WHAT TO WORK ON: Reproduce the listing below word for word, omitting the pictures.

PROVIDED DATA:
+-------+
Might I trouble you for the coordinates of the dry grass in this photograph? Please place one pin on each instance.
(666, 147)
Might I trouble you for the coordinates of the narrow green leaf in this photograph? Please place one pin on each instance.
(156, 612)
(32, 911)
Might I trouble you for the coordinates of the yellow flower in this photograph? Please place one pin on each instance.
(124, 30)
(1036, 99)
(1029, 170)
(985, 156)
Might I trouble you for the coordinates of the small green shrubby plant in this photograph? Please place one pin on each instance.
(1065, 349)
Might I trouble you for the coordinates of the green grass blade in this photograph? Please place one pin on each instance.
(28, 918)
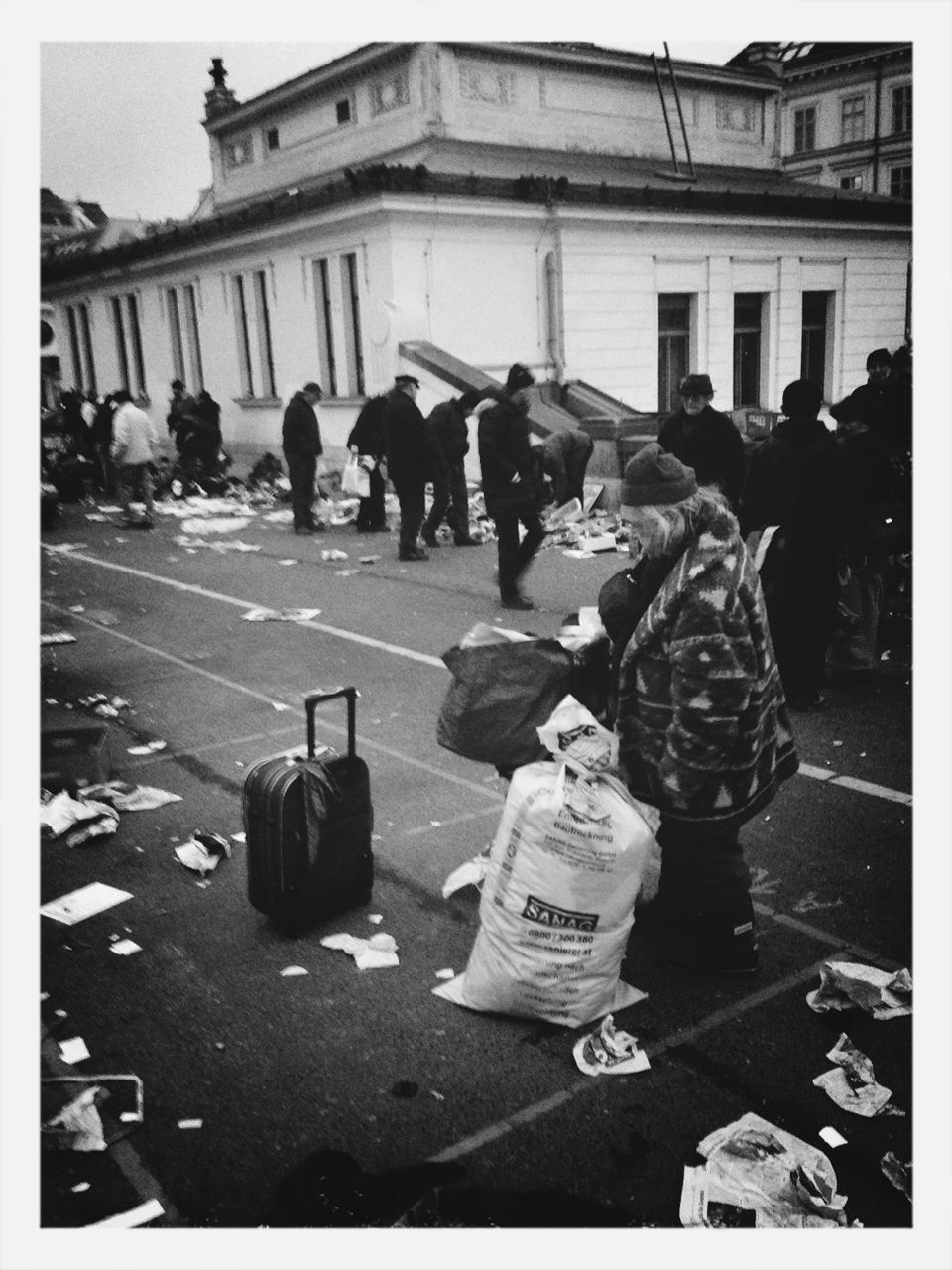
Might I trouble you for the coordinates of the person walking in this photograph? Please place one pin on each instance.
(565, 460)
(702, 722)
(448, 430)
(511, 485)
(366, 441)
(796, 484)
(301, 443)
(412, 461)
(705, 439)
(132, 449)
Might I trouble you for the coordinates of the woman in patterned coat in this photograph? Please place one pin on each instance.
(702, 720)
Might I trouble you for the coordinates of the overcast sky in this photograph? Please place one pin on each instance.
(121, 122)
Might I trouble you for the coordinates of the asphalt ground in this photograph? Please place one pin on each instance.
(372, 1064)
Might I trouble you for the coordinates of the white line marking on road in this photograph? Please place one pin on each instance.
(819, 774)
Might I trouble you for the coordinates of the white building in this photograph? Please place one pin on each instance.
(412, 204)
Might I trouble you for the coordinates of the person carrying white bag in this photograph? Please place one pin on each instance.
(563, 873)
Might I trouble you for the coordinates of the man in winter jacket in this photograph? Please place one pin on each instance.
(132, 448)
(702, 725)
(565, 460)
(301, 443)
(511, 485)
(705, 440)
(412, 461)
(447, 426)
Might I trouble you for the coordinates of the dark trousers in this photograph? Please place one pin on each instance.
+-------+
CORRECT RESULT:
Might I trouble you for the coordinates of the dry grass in this photograph? Please place one pin on each instance.
(666, 147)
Might I trouble you for the coordinates of the narrow green leaf in this photograph? Please place one pin on each instance.
(156, 612)
(32, 911)
Might I trouble you for the coordinates of the yellow flower in this photograph? Please place one pin on each instance.
(124, 30)
(1036, 99)
(1029, 170)
(985, 156)
Might I trouble you for the coordinates of the small green shrubby plant in this photograph? Please place one pin on each instance.
(1065, 349)
Might I trouble you for the coordinates of the green grass blade in this photograph? Please place one pin on each instance.
(28, 918)
Might I trouble you for the coordinates of the person walking in this photograph? Please place one pin on each instance.
(565, 460)
(702, 722)
(448, 430)
(511, 485)
(366, 441)
(796, 484)
(301, 443)
(412, 461)
(705, 439)
(132, 449)
Might I trouble you for the coordinates of the woman in patterned coat in this photograph? Please place one pin on each instance.
(702, 720)
Might I trouble you for the coordinates of the overcast sky in this photograph? Please place one pin on each instance.
(121, 122)
Might I trouble you for the coordinates of the asphalt ground in this photograph? Please place one pin on each instance.
(372, 1064)
Might I trouble you for the coordinates of the white line marking on road in this photograph? Please place one pin on each instance.
(819, 774)
Might I trouble you for the coordinates of the white building in this photograph? Please place one pin on each instance.
(412, 204)
Might I trouble you for the coordinates of the person carrying white bag in this photograph? Please place one pin on each instance.
(563, 873)
Might I trouble you for the coordinates of the man in winter jacket in this photograph? Please place one pin on each instance.
(132, 448)
(702, 725)
(565, 460)
(301, 443)
(511, 485)
(705, 440)
(412, 461)
(447, 426)
Might I trouble you for the coordinates of the dark trousers in this photograph? Please place one pin on each instance.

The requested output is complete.